Passage provided
......
Public sector units registered under the Companies Act may be provided infrastructure term loans but such loans should not be in lieu of finance or to substitute budgetary resources envisaged for the project. The term loan could supplement the budgetary resources if such supplementing was contemplated in the project design. Banks and financial units should be careful, while lending to Special Purpose Vehicles (SPVs) registered under the Companies Act which may be the public sector units, their loans/investments are not used for financing the budget of the State Governments. Further, in the case of financing SPVs, banks and financial institutions should ensure that the funding proposals are for specific monitorable projects.
Banks may also lend to SPVs in the private sector, registered under the Companies Act for directly undertaking infrastructure projects. Such projects should be financially viable and SPVs are not for acting as mere financial intermediaries. Banks while appraising the credit proposal shall ensure that the bankruptcy or financial difficulties of the parent/ sponsor should not affect the financial health of the SPV.
Types of Financing by Banks:
Banks may extend credit facilities to infrastructure projects by way of working capital finance, term loan, project loan, subscription to bonds, and debentures/ preference shares/ equity shares acquired as a part of the project finance package which is treated as ‘deemed advance’ and any other form of funded or non-funded facility.
......
Exercise set
(1) In the passage on bank lending for infrastructure, restate the paragraph beginning "Banks may also lend to SPVs in the private sector" as a short bulleted list that keeps its main facts.
(2) Carry on the passage on bank financing of infrastructure projects, starting after its final sentence.

Available data
......
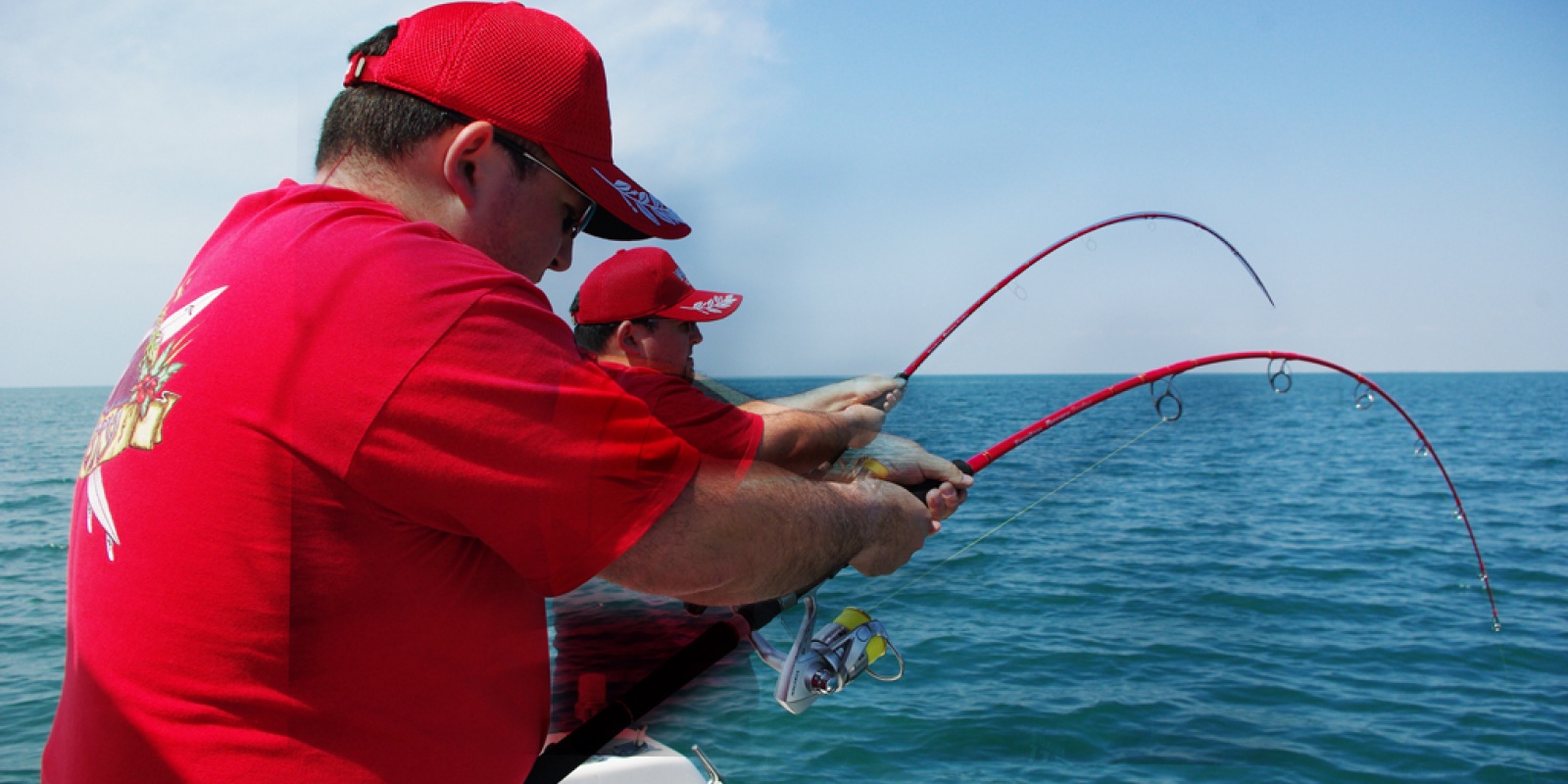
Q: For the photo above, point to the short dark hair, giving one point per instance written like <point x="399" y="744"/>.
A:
<point x="590" y="337"/>
<point x="384" y="122"/>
......
Results of the exercise
(1)
- Banks may lend to private-sector SPVs registered under the Companies Act that directly undertake infrastructure projects.
- The projects must be financially viable, and the SPVs must not act as mere financial intermediaries.
- When appraising the credit proposal, banks must ensure that the bankruptcy or financial difficulties of the parent or sponsor do not affect the SPV's financial health.

(2)
Lending institutions can finance the technically feasible, financially viable, and bankable projects undertaken by both the public sector and private sector. Such finance should be within the overall ceiling of the prudential exposure norms prescribed by RBI for infrastructure financing. Credit appraisal of infrastructure projects, normally through SPVs, needs special appraisal skills. Identification of various project risks, evaluation of risk mitigation through appraisal of project contracts, and evaluation of creditworthiness of the contracting entities and their abilities to fulfill contractual obligations will be an integral part of the appraisal exercise. Appraising of technical feasibility, financial viability, and bankability of projects, with particular reference to the risk analysis and sensitivity analysis, needs specialized officers in this line. Lenders should carry out due diligence on the viability and bankability of such projects to ensure that the revenue stream from the project is sufficient to take care of the debt servicing obligations and that the repayment/servicing of debt is not out of budgetary resources. Banks should ensure that the individual components of financing and returns on the project are well defined and assessed. State Government guarantees may not be taken as a substitute for satisfactory credit appraisal and such appraisal requirements should not be diluted on the basis of any reported arrangement with the Reserve Bank of India or any bank for regular standing instructions/periodic payment instructions for servicing the loans/bonds.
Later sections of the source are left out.